(Exercise):
All the data below goes into the copy word for word, but the pictures don't.
-- start of Provided records --
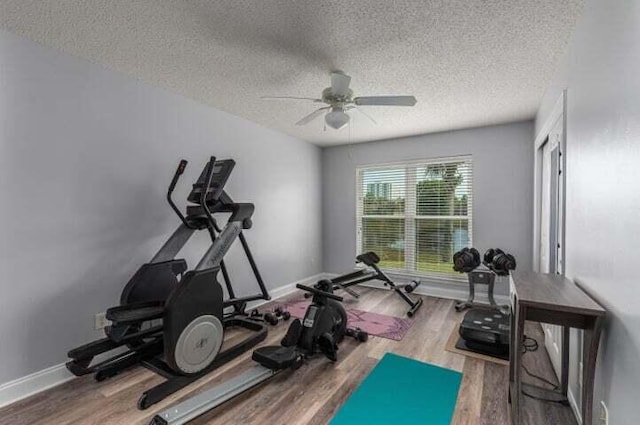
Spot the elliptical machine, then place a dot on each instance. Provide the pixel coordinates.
(324, 326)
(171, 320)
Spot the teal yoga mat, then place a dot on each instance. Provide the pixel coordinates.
(399, 391)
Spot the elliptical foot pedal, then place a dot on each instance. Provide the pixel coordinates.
(136, 312)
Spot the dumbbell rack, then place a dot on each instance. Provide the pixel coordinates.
(480, 276)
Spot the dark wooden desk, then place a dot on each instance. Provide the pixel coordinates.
(555, 300)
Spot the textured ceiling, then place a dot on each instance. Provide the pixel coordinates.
(468, 62)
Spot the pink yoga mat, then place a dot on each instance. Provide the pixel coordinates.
(374, 324)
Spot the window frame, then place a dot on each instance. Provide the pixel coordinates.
(410, 215)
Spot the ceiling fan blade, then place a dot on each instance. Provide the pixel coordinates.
(312, 116)
(385, 100)
(289, 98)
(340, 83)
(348, 108)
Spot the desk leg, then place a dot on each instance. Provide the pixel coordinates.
(564, 367)
(516, 396)
(590, 342)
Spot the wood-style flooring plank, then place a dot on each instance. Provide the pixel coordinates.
(312, 394)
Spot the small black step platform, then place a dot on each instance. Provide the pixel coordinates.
(276, 357)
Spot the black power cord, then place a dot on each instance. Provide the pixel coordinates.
(530, 345)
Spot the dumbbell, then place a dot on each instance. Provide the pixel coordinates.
(502, 263)
(410, 287)
(466, 260)
(357, 333)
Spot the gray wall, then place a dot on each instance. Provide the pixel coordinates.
(502, 186)
(601, 71)
(86, 155)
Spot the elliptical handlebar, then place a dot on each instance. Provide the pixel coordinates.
(205, 190)
(172, 186)
(319, 292)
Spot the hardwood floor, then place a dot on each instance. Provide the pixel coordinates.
(312, 394)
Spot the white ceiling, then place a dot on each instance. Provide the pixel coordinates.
(468, 62)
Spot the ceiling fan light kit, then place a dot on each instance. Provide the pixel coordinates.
(337, 118)
(340, 99)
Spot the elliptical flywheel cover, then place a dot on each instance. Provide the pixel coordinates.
(198, 344)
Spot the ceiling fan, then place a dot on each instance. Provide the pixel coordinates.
(340, 99)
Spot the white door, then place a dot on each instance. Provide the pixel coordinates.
(551, 221)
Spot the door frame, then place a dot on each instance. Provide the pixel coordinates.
(559, 111)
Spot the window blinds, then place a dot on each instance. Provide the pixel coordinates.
-- end of Provided records --
(Exercise response):
Spot the elliptical machine, then place a dot on each instance. Provide the pixel coordinates.
(324, 326)
(171, 320)
Spot the teal yoga mat, then place a dot on each instance. Provide the pixel coordinates.
(399, 391)
Spot the elliptical foot pedal, then place a dot on each instance. Provide the pixel coordinates.
(136, 312)
Spot the dumbbell rack, then place a dot on each instance. Provide the pixel coordinates.
(480, 276)
Spot the dark wooden desk, then place a dot on each instance. Provide the pixel coordinates.
(555, 300)
Spot the textured ceiling, then place a dot on each instance. Provide the pixel coordinates.
(468, 62)
Spot the pink yoga mat, then place a dot on each instance. Provide the pixel coordinates.
(374, 324)
Spot the window frame, then place a dot on each instance. Provide the pixel coordinates.
(410, 215)
Spot the ceiling fan blade, then place a dot on each instance. Provide the pixel coordinates.
(312, 116)
(385, 100)
(289, 98)
(340, 83)
(348, 108)
Spot the desk leg, then place a dot on each instance. Provide the pixel coordinates.
(564, 367)
(516, 396)
(590, 342)
Spot the wood-style flooring plank, then place a dot on each instance. Provide the pixel coordinates.
(312, 394)
Spot the small black step platform, then place a dot on each instance. Provide the pixel coordinates.
(276, 357)
Spot the black power cord, then place a dot on each instance. Provide the pixel coordinates.
(530, 345)
Spot the dumbbell, then place a dot on each instance. Provide the pixel coordinates.
(502, 263)
(410, 287)
(466, 260)
(357, 333)
Spot the gray wall, then place a dot on each instance. Provide the pixel coordinates.
(502, 186)
(601, 71)
(86, 155)
Spot the elliptical handlebar, then place a dot on each instance. Provide the pixel coordinates.
(205, 190)
(172, 186)
(319, 292)
Spot the hardwood floor, then place a dot on each instance. Provide the pixel coordinates.
(312, 394)
Spot the white ceiling, then place a dot on each instance. Provide the pixel coordinates.
(468, 62)
Spot the ceiling fan light kit, then place a dot on each instance. Provide the pixel coordinates.
(337, 118)
(340, 99)
Spot the elliptical flywheel cover, then place a dot on each instance. Provide the pixel coordinates.
(198, 344)
Spot the ceiling fan, then place a dot on each instance. Provide the pixel coordinates.
(340, 99)
Spot the white door, then place a dot on each instance. Provide the pixel coordinates.
(551, 221)
Spot the door frame, then place a dot on each instance. Provide the pixel coordinates.
(559, 111)
Spot the window blinds, then place a dot on each instance. Provide the pixel coordinates.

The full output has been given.